--- BEGIN ---
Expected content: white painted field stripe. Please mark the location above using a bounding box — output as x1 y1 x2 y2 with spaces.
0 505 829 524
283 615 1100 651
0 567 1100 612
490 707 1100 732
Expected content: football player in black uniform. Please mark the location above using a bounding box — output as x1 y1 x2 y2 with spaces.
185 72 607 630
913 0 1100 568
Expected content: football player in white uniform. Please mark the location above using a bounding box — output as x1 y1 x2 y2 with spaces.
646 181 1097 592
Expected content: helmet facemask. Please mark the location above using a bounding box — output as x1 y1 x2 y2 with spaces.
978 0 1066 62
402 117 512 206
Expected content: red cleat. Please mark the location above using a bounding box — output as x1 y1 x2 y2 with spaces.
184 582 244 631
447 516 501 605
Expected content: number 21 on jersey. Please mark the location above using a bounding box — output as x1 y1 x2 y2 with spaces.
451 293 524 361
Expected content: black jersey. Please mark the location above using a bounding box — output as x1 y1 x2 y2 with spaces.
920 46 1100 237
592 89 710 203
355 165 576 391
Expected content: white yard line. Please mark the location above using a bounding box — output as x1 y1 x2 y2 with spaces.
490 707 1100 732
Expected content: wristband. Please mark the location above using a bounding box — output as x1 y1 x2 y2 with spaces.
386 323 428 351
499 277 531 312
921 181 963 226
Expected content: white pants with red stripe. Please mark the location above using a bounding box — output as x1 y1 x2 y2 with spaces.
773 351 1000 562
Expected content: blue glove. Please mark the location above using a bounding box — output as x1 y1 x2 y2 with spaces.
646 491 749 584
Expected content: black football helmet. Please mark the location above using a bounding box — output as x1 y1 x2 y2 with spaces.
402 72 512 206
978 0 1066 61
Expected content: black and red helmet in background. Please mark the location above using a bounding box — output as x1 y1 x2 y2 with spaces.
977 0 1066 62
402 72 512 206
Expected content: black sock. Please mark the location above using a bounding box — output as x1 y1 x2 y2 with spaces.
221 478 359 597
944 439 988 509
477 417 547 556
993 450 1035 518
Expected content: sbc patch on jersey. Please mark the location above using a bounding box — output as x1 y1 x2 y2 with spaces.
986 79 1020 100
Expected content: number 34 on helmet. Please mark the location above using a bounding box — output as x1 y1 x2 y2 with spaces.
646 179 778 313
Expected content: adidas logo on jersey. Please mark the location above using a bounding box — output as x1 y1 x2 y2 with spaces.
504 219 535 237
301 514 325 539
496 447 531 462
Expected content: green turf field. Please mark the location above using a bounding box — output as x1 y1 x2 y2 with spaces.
--- END ---
#### [OBJECTIVE]
Please locate each line in the material above that contains the word "jersey" and copy those lines.

#### [COMPLETED EXERCISE]
Expected content: number 21 on jersey. Please mark the location above using a bounding box — output as x1 y1 x2 y2 with spaces.
Expected content: black jersey. Please mark the location above using a bounding box — output as x1 y1 x2 y2 with spaces.
Expected content: sbc patch on jersey. Please mark the location above using a bounding box — output as x1 y1 x2 y2 with spaces.
Expected content: adidas logo on jersey. Please mark the location above using a bounding box — output as x1 y1 x2 y2 with spaces.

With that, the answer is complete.